-- begin Source passage --
## CryptoDB

### Madhu Sudan

#### Publications

**Year**

**Venue**

**Title**

2002

EPRINT

A Fuzzy Vault Scheme
Abstract

We describe a simple and novel cryptographic construction that we
refer to as a {\em fuzzy vault}. A player Alice may place a secret value $\kappa$ in a fuzzy vault and ``lock'' it using a set $A$ of elements from some public universe $U$. If Bob tries to ``unlock'' the vault using a set $B$ of similar length, he obtains $\kappa$ only if $B$ is close to $A$, i.e., only if $A$ and $B$ overlap substantially. In constrast to previous constructions of this flavor, ours possesses the useful feature of {\em order invariance}, meaning that the ordering of $A$ and $B$ is immaterial to the functioning of the vault. As we show, our scheme enjoys provable security against a computationally unbounded attacker.
-- end Source passage --
-- begin Records provided --
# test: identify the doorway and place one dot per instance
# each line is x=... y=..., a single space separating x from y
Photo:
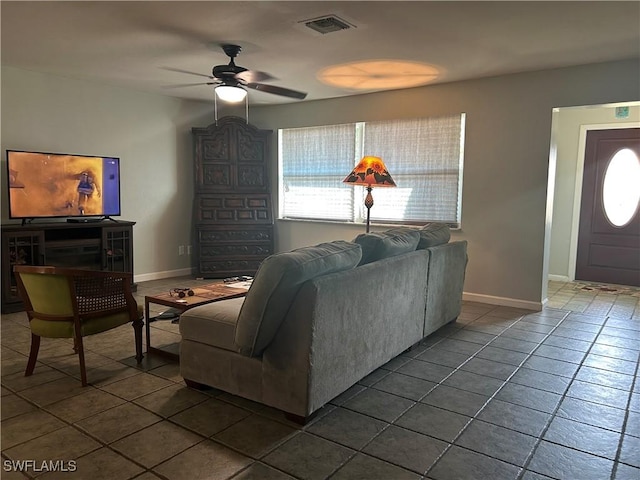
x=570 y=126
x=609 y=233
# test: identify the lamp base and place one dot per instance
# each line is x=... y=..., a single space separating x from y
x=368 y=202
-- end Records provided --
_Aim_: Check each statement against the fuzzy vault abstract and answer yes or no, quoting the words that settle it. 1. The authors call their construction simple. 2. The scheme's security is proven only against attackers with limited computing power. 3. How the sets are ordered affects how the vault works.

_Answer to this task_:
1. Yes: "a simple and novel cryptographic construction"
2. No: "our scheme enjoys provable security against a computationally unbounded attacker."
3. No: "is immaterial to the functioning of the vault"